WHAT THE TASK ASKS: List every date that appears in the forum post below about base character plus tag sequences.

READING TEXT:
━━━━━━━━━━
Base character plus tag sequences (from RE: Is the binaryness/textness of a data format a property?)

2020-03-23 Thread wjgo_10...@btinternet.com via Unicode


Doug Ewell wrote:

When 137,468 private-use characters aren't enough?
In my opinion, a base character plus tag sequence has the potential to 
be used for many large scale applications for the future.
A base character plus tag sequence encoding has the advantage over a 
Private Use Area encoding (except for a prompt experimental use or for 
some applications) that the encoding can be unique and thus 
interoperability is possible amongst people generally.


QID emoji is just the very start of applications, some not even dreamed 
of yet, for which a base character sequence encoding could be used.


Once restrictions of the result of a specific encoding of being only 
allowed to be a fixed image are removed, then new information technology 
applications will be possible within text streams.


There is the QID Emoji Public Review and issues like this can be 
explored there so that they will be before the Unicode Technical 
Committee when it assesses the responses to the public review.


In my response of Monday 2 March 2020 I put forward an idea that could 
allow the idea of QID emoji to proceed yet without the disadvantages.


No comment after that has been published as of the time of sending this 
post.


https://www.unicode.org/review/pri408/

Whatever your view on whether such ideas should be allowed to flourish 
and become mainstream in the future I opine that it would be good for 
there to be more responses to the public review so that as wide a range 
of views as possible are before the Unicode Technical Committee when it 
assesses the responses to the public review, not on just QID emoji as 
such but on whether the underlying method of encoding of a base 
character and tag character sequence for  large sets of items should be 
encouraged.


William Overington

Monday 23 March 2020






Re: Is the binaryness/textness of a data format a property?
━━━━━━━━━━
PROVIDED RECORDS:
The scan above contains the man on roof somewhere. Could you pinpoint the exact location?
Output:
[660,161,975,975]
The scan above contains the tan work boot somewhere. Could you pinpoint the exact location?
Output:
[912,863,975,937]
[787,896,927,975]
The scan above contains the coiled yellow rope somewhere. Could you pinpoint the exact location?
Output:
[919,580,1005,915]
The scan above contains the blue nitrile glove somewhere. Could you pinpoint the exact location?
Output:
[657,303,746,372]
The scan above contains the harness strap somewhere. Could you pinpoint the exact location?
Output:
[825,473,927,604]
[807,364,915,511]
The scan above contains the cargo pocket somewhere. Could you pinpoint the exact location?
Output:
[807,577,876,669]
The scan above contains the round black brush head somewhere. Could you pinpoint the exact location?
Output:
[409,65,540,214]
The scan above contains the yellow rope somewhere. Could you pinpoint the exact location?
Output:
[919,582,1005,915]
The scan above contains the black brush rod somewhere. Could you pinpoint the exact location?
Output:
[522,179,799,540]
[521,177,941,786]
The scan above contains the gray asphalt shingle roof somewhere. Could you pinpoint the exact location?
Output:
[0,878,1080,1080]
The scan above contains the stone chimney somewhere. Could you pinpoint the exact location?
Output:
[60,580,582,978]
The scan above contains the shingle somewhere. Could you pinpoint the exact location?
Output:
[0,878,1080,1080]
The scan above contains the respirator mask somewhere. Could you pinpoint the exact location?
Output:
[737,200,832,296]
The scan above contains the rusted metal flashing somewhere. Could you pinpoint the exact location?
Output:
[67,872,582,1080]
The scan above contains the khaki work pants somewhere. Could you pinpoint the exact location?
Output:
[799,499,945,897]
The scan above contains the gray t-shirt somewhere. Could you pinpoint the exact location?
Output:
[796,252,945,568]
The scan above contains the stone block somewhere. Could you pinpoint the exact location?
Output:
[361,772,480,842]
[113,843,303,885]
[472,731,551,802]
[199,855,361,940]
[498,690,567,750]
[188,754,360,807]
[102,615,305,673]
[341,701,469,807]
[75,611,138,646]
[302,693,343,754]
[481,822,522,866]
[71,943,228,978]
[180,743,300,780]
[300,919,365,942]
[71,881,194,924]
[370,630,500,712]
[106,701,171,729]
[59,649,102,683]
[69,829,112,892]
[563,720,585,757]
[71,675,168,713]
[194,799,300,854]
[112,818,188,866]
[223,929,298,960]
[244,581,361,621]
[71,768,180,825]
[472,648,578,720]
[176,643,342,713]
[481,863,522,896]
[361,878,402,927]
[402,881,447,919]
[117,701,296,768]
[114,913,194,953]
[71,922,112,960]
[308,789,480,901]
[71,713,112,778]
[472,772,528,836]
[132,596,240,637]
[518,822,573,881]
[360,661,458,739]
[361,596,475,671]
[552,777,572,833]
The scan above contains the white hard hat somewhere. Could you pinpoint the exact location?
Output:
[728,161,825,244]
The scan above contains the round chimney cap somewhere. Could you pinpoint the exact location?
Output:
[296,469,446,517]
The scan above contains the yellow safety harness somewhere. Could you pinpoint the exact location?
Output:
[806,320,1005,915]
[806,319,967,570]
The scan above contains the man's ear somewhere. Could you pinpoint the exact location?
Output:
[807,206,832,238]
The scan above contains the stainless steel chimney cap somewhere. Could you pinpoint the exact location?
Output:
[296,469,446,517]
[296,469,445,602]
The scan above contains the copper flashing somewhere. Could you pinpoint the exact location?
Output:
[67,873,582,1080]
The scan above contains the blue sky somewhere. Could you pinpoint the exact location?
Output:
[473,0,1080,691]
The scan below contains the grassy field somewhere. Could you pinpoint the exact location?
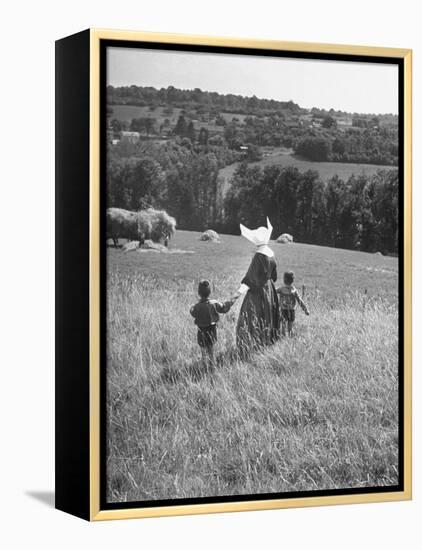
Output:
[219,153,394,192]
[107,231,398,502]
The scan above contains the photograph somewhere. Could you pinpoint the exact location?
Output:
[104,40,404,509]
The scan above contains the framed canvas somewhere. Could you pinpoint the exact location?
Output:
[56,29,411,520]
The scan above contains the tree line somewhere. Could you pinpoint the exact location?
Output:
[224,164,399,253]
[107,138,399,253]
━━━━━━━━━━
EXPECTED ANSWER:
- 2020-03-23
- Monday 2 March 2020
- Monday 23 March 2020